__Given instruction__
Return each line of the material below that contains the string "flag". Matches must have the same capitalization.

* begin Material for the task *

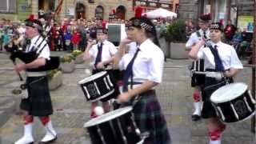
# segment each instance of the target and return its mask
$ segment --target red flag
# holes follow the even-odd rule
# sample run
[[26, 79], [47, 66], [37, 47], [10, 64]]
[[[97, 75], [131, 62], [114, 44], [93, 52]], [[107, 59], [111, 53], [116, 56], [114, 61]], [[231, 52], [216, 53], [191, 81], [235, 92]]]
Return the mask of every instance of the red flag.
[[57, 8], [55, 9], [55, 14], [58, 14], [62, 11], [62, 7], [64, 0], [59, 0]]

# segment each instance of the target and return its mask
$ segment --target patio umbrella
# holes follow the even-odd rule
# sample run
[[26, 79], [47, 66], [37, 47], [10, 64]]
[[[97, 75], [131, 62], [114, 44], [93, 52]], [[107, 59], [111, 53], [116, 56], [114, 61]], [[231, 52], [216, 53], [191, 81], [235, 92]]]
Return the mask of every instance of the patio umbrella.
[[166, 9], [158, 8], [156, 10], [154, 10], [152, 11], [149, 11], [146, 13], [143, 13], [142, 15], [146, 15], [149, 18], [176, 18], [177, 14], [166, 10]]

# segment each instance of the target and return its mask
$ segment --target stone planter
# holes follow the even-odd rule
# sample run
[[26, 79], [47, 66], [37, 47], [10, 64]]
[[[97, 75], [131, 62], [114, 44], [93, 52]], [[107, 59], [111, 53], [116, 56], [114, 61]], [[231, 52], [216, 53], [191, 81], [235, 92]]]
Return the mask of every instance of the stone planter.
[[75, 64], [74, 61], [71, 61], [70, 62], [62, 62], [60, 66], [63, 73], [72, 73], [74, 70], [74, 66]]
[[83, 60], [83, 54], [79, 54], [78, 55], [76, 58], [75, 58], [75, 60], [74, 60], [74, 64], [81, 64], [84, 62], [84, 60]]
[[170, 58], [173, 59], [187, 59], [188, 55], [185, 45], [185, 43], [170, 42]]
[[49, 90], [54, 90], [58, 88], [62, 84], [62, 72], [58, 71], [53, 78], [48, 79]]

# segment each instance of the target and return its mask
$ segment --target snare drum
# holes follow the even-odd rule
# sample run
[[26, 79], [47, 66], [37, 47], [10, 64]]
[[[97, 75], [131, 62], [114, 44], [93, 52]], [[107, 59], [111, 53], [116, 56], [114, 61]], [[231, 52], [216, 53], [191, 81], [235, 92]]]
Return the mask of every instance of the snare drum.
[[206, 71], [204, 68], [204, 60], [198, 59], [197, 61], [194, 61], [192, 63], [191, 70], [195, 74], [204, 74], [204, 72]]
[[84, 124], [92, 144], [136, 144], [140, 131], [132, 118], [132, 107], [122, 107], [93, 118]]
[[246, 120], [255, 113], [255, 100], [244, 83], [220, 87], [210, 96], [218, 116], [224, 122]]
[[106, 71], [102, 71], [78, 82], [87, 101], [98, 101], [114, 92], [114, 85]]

* end Material for the task *
* begin Material for the task *

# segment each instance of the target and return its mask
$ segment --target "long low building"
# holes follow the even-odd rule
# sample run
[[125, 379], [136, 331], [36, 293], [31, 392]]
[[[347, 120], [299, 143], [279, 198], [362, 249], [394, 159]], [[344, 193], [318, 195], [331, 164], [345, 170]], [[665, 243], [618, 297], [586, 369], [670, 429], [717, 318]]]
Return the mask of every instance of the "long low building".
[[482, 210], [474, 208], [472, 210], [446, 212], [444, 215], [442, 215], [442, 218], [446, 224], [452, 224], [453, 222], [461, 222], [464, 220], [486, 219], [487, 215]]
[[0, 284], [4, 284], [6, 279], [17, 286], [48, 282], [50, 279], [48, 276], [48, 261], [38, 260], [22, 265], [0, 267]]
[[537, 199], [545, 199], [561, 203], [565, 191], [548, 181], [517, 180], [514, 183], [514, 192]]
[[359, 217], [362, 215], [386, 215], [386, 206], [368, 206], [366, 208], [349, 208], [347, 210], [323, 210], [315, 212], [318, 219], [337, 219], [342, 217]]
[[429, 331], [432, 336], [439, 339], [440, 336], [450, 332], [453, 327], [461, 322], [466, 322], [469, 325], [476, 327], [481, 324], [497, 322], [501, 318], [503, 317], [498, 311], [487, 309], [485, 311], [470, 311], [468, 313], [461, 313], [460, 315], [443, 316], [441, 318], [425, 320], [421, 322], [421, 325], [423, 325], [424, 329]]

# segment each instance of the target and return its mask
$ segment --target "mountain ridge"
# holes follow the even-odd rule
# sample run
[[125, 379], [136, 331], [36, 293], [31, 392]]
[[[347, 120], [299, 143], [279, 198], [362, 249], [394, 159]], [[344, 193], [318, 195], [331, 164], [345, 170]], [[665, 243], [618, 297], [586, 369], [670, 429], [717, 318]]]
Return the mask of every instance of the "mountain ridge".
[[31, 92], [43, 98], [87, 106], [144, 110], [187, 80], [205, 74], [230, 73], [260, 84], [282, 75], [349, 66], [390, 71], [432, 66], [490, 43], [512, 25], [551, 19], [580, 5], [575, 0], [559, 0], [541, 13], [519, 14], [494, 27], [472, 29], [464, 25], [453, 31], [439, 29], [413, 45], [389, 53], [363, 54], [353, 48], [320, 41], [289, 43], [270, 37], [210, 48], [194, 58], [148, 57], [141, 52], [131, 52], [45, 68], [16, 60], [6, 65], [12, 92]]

* end Material for the task *

__The output__
$ segment --target red flag
Return the mask of every instance of the red flag.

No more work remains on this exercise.